Pointing records
-----
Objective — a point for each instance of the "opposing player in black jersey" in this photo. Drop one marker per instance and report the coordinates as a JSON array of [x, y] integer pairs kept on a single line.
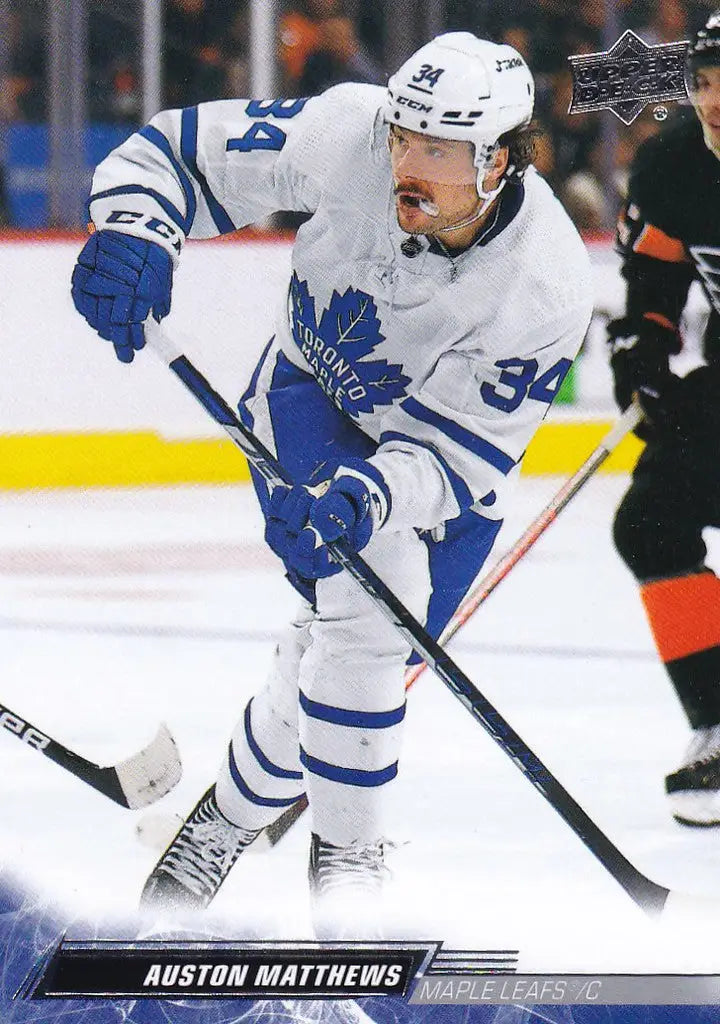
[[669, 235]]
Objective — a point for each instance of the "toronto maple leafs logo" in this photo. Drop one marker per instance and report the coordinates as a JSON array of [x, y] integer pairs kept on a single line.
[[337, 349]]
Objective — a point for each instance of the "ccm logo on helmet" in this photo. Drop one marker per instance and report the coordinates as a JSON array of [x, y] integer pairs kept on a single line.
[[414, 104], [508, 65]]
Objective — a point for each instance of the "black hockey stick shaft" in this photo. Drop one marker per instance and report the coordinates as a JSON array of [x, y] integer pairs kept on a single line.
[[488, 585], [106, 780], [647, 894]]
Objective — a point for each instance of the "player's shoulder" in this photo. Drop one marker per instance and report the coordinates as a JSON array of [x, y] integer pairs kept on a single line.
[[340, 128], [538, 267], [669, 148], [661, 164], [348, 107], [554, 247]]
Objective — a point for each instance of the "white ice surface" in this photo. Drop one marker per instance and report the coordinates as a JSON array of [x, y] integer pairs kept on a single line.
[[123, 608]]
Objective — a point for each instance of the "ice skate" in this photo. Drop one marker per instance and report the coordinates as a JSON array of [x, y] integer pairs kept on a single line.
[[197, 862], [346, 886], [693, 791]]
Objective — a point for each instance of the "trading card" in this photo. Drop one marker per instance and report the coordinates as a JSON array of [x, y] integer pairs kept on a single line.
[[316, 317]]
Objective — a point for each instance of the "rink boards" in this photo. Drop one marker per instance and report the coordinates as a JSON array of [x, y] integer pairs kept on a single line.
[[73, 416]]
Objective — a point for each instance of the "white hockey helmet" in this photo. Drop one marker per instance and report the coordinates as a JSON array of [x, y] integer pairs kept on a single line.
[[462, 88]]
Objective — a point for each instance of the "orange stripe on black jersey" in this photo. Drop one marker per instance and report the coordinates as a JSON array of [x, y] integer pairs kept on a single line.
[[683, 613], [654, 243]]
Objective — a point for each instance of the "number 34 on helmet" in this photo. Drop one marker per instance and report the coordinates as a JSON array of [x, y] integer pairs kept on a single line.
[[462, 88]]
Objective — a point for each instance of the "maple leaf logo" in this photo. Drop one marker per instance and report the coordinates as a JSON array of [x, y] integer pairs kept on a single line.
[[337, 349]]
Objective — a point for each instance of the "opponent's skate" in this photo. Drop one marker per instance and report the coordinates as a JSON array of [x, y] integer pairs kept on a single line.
-----
(Goal):
Transcribe every line in the entries above, taking out only the images.

(The reply):
Objective — a point for each instance of the "opposing player in black jersey" in this photo. Drop one marker per instance and report the coordinates as a JSON array of [x, y] integer pairs kept on a single line.
[[669, 235]]
Objective — a point for each instance of the "toronto maple leafs logo" in this photo. Drop one marker per instance and report the coordinates as a JSON array of [x, y] integer pairs kept on a single line.
[[337, 349]]
Objective — a point for each instance of the "ccm logo on helmet" in this photo. Drop one marker per instance and report the coordinates as a JSON array of [x, y] integer pairs kept on a single line.
[[414, 104], [508, 65]]
Objective — a point for each instance of the "black hockey stick shaft" in this photo. Drop one marker per instance and report the coordinates as a JSON array of [x, y] integer pairs kept on a single line.
[[488, 585], [106, 780], [647, 894]]
Objective — a point for each instance of the "player's shoulder" in this photo. Drop one marker per instance and report the coordinates as a JSON array of [x, y] integer pairs kept on a single line.
[[340, 128], [538, 267], [669, 148], [661, 164], [348, 107], [554, 247]]
Objective — a point for each instance of the "white ice surface" in this photo. Drop one marker per instance and report the coordinates as a JSON array of [x, y] integer pairs kept on a single line.
[[123, 608]]
Objective — a point for each instance of the "ice skate" in this photo. Drop one marker per instance and report the coordinates as a JSON array of [x, y] integer pairs kept on a single line.
[[197, 862], [346, 886], [693, 791]]
Objective — a point for each instance of the "trading card" in this photo. Drop one marker per instance and report the coordinates as a JSON array of [x, y] integer pairs kept on a single line.
[[316, 317]]
Objective — a point for each instance of the "rink boards" in this photo. Drop one marker per instance and report the coordinates as a JSON array of [x, y] integer pairs kept on a single line.
[[73, 416]]
Objective — a point for each instance of the "white hockey helmet" in this photo. Drop one marker per instance and report the coordinates as a JSON array of [x, y] integer pairs kept on a single line.
[[462, 88]]
Objective — a point for each instance of the "orange stripe on black jersey" in this photo. Drop one marker per instance and report the coordinates as a JSON array of [x, y] integer pairs kept on a single line.
[[683, 613], [654, 243]]
Objective — a point for each instance of the "number 34 on helmet" in this photo. Drop one marker per instance and report the coordinates as a JSON array of [x, y] integer pairs kept on a single line.
[[462, 88]]
Objective — a point for each instance of the "maple leaf logo" in this photo. Drop one marker per instance and report the coordinates as a JSON array of [x, y] integer pairs kept on a single line.
[[337, 349]]
Objective — a point for each instance of the "opponent's skate" in this photo. Drop one marker per instance and report the coordinates as a JSON array of [x, y] integer pairs kept on a single line.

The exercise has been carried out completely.